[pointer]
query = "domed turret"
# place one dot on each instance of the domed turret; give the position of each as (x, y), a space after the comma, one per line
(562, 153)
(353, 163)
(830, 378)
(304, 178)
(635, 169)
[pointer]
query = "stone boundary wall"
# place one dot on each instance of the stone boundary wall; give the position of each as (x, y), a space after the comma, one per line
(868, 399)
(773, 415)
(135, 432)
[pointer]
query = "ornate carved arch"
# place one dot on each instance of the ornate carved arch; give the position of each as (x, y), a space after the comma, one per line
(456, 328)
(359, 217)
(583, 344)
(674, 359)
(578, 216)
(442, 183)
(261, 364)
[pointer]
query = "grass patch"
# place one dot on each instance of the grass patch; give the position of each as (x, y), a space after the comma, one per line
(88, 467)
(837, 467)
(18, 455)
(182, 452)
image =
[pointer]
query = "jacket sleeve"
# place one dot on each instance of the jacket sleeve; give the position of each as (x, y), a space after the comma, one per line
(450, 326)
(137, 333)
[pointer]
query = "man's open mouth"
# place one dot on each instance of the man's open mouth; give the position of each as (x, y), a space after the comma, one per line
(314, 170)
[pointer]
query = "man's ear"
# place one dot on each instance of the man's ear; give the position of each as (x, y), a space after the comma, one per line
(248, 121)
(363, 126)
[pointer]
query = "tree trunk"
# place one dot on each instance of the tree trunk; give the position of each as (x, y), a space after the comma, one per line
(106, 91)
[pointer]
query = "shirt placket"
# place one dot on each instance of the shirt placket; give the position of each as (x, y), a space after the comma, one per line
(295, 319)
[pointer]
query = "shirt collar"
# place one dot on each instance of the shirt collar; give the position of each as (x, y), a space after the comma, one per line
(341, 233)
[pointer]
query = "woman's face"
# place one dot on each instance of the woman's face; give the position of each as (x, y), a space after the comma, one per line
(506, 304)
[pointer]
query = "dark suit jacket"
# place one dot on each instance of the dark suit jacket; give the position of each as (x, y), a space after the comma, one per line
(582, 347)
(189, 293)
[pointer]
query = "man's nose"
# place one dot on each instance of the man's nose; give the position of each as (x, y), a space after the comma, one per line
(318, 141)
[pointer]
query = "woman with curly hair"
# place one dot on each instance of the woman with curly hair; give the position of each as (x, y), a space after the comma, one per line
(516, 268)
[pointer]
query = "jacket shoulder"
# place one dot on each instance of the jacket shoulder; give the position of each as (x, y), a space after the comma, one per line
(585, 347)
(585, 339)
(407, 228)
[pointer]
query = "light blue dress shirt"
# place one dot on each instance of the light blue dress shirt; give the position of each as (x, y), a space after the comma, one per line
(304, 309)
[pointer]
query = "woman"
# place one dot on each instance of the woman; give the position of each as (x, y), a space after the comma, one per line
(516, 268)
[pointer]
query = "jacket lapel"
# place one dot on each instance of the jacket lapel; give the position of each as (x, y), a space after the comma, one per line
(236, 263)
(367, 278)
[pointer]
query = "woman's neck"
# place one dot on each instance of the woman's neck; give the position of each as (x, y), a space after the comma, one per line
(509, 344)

### GIVEN PROBLEM
Copy out every line of the data above, exactly as given.

### SOLVED EXERCISE
[pointer]
query = "domed turret"
# place one dot on each instance of the domed turret; give the position of each as (x, y), a space after the comma, one per line
(562, 153)
(353, 163)
(830, 378)
(304, 178)
(635, 169)
[pointer]
query = "stone boundary wall"
# place one dot on each instance of the stone boundary wall; give the position of each as (x, y), a space after the comma, one per line
(868, 399)
(773, 415)
(135, 432)
[pointer]
query = "ornate carved arch"
# place one dot on each instance of the ornate carved arch; give the position of each as (x, y), a space after the comma, one per line
(456, 328)
(359, 217)
(583, 344)
(674, 359)
(578, 216)
(442, 183)
(261, 364)
[pointer]
query = "grass patch"
# place one dot on each instance of the grass patch; give the position of each as (x, y), a space after the comma, one per line
(88, 467)
(837, 467)
(18, 455)
(182, 452)
image =
[pointer]
query = "jacket sleeve"
# place one dot on each instance of the jacket sleeve; give the position of each as (x, y), a space after the comma, one per line
(450, 326)
(137, 333)
[pointer]
query = "man's open mouth"
# place one dot on each instance of the man's open mouth; give the position of each as (x, y), a space after the comma, one per line
(314, 170)
[pointer]
query = "man's ear"
# place one dot on each instance of the man's ear; give the position of each as (x, y), a space after the comma, one per line
(248, 121)
(363, 126)
[pointer]
query = "tree trunk"
# place one dot on each instance of the tree trunk; give the position of each as (x, y), a space after the comma, one per line
(106, 91)
[pointer]
query = "shirt placket"
# place one dot on each instance of the shirt placket; give the position of each as (x, y), a space after the comma, one per line
(295, 319)
[pointer]
query = "shirt collar"
# place one dot on each instance of the shirt collar; give the position of each as (x, y), a space after the comma, one per line
(341, 233)
[pointer]
query = "woman's face"
# place one dot on each instance of the woman's face; give the position of each as (x, y), a space after the comma, one per line
(506, 304)
[pointer]
query = "dark suit jacket"
# place one dot on each instance of the dark suit jacket; give the position of each as (x, y), a space after the comma, one per line
(582, 347)
(189, 293)
[pointer]
query = "man's nose"
# place one dot on each instance of the man's nose; give the position of each as (x, y), a space after the comma, one per line
(318, 141)
[pointer]
query = "woman with curly hair"
# place one dot on each instance of the woman with curly hair; give the position of each as (x, y), a space after the comma, one per line
(516, 268)
[pointer]
query = "jacket shoulder"
# place one dot on each instance of the jacket shoulder; give the position of each as (x, y), a space after the comma, one per line
(585, 347)
(585, 339)
(407, 228)
[pointer]
query = "light blue dress shirt"
# place one dot on each instance of the light blue dress shirt; give the position of each as (x, y), a space after the comma, one per line
(304, 309)
[pointer]
query = "woman"
# place one dot on each instance of the woman; give the position of each as (x, y), a space after the comma, one per line
(516, 268)
[pointer]
query = "jacket lapel"
# place one dot on each instance of the jacket lapel; give the position of each as (x, y), a space after the comma, one per line
(236, 263)
(367, 278)
[pointer]
query = "woman's neck"
# place one dot on each instance of the woman's neck; give the position of each as (x, y), a space after the comma, one per line
(509, 344)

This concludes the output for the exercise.